*WHAT IS EXPECTED:*
Can you repeat the items from the first one through the line holding "pixel 161 91", inclusive, swapping "Quickstart" for "Overview" and leaving everything else unchanged? Give only those lines, and leave the pictures out.

:: RECORDS TO USE

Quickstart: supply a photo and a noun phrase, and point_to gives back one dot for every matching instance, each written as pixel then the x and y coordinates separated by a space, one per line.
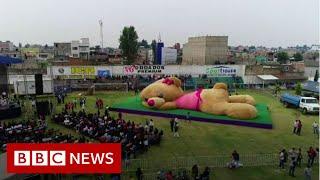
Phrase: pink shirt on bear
pixel 189 101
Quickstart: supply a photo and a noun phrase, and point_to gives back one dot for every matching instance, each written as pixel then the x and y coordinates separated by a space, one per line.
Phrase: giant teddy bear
pixel 167 94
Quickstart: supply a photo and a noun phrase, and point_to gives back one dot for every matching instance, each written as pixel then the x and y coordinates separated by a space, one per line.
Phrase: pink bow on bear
pixel 168 81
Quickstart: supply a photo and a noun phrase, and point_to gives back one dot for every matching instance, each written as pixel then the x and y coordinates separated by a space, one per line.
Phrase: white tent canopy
pixel 267 78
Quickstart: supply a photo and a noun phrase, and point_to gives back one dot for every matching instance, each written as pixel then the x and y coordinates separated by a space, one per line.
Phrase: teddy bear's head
pixel 161 91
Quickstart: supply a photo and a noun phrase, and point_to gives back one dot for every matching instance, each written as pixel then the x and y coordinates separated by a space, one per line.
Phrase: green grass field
pixel 207 139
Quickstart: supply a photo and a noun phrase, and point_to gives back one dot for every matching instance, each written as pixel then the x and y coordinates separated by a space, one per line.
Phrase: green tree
pixel 154 46
pixel 129 44
pixel 277 89
pixel 297 57
pixel 282 57
pixel 144 43
pixel 316 76
pixel 298 89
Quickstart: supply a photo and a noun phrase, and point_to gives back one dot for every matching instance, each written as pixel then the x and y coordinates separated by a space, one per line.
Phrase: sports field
pixel 199 140
pixel 133 105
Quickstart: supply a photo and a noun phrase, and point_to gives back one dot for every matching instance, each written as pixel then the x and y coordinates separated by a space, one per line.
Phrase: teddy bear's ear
pixel 176 81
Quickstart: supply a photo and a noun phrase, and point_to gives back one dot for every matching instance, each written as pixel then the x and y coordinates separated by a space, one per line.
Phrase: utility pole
pixel 101 33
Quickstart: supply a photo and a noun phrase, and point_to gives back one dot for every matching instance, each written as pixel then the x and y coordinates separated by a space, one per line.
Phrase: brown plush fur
pixel 214 101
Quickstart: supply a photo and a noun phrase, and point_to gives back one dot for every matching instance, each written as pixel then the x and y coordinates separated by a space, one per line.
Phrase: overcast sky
pixel 246 22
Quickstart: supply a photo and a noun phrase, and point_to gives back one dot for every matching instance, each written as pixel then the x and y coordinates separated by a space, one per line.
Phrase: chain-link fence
pixel 220 161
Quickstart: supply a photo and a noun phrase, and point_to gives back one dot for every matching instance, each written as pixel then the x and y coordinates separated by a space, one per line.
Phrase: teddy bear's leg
pixel 220 86
pixel 168 105
pixel 241 110
pixel 242 99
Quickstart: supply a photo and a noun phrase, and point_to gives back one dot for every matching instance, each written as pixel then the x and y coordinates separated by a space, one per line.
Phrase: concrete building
pixel 6 46
pixel 80 49
pixel 62 51
pixel 205 50
pixel 168 56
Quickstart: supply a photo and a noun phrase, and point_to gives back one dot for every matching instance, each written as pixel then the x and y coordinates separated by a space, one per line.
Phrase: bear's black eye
pixel 160 96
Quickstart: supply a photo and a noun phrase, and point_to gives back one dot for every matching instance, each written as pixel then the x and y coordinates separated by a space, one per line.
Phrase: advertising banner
pixel 143 69
pixel 83 70
pixel 221 71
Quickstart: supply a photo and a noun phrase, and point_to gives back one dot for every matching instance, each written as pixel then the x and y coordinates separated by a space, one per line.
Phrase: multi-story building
pixel 6 46
pixel 205 50
pixel 62 51
pixel 80 49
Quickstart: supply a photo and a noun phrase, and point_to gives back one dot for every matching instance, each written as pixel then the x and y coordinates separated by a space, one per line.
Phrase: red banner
pixel 63 158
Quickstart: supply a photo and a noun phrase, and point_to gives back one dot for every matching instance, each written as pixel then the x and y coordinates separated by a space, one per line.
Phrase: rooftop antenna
pixel 101 32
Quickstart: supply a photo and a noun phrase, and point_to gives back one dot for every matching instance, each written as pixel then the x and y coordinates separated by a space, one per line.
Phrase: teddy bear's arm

::::

*WRITTEN RESPONSE:*
Overview: supply a photo and a noun phrase, and point_to gives back one dot for every matching instance, each written as pixel then the x and y coordinates separated by a space, one per line.
Phrase: pink shirt on bear
pixel 189 101
Overview: supply a photo and a noun phrase, and point_to gives back one dot for every matching instance, each written as pixel then the x and y coordinates separated by a space, one per line.
Phrase: giant teddy bear
pixel 167 94
Overview: supply a photo and a noun phrase, and point_to gives back one dot for every matching instance, each written as pixel then the x and y coordinates separated by a space, one per line.
Phrase: pink bow on bear
pixel 168 81
Overview: supply a photo and a noun phrase, and point_to gives back one dot for every matching instance, each written as pixel then the x and y coordinates separated by a space, one per line.
Phrase: white tent canopy
pixel 267 78
Overview: supply a photo and a noun phrase, and point_to gives back one dot for every matching instance, each written as pixel then the x and y coordinates separated by a space, one per line.
Phrase: teddy bear's head
pixel 161 91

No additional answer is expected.